• _TASK INSTRUCTIONS_
Update the listing from its start up to and including the line with "pixel 182 129", swapping "Target" for "Object" and keeping everything else the same. Leave the pictures out of your answer.

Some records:
-=-=-=-=-

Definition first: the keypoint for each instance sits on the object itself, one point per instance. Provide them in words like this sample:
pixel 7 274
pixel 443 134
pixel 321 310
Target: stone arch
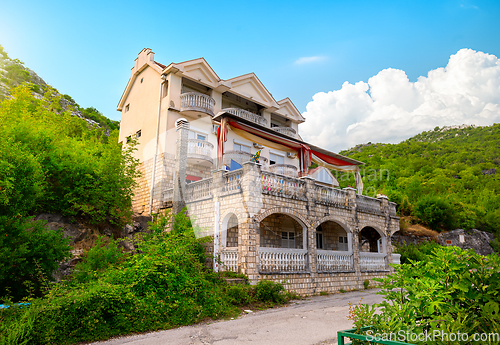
pixel 284 210
pixel 337 236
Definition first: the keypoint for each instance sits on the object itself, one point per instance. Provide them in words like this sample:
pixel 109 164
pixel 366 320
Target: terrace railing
pixel 283 186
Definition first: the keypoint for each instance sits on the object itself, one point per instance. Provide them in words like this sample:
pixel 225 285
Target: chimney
pixel 182 129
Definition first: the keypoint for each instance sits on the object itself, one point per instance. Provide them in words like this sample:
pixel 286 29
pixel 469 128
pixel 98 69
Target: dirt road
pixel 314 320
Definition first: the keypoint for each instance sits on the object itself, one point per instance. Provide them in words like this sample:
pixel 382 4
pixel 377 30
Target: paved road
pixel 314 320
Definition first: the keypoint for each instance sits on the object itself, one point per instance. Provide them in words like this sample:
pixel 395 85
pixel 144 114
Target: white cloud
pixel 390 108
pixel 308 59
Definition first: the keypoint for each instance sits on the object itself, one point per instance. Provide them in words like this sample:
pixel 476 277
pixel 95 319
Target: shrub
pixel 453 290
pixel 29 253
pixel 269 291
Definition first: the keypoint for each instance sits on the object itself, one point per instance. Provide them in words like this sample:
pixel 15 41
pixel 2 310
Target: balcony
pixel 194 102
pixel 247 115
pixel 241 157
pixel 288 131
pixel 284 169
pixel 200 152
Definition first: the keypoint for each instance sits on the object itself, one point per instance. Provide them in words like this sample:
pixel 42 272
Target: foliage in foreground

-=-=-=-=-

• _COMPLETE ANSWER_
Definition first: the keypoint for each instance sits on the object itself, one point per instance. Provide them in words like this sample:
pixel 7 274
pixel 443 134
pixel 321 310
Object: stone arch
pixel 284 210
pixel 337 236
Definition first: the keypoint for each instance sits on the object itself, one point per instance. Provide them in words like this sample:
pixel 109 164
pixel 366 320
Object: terrace railing
pixel 283 186
Definition first: the keypoint for each instance sits on the object itself, one point per instance. Provide them in words like this sample:
pixel 225 285
Object: chimney
pixel 182 129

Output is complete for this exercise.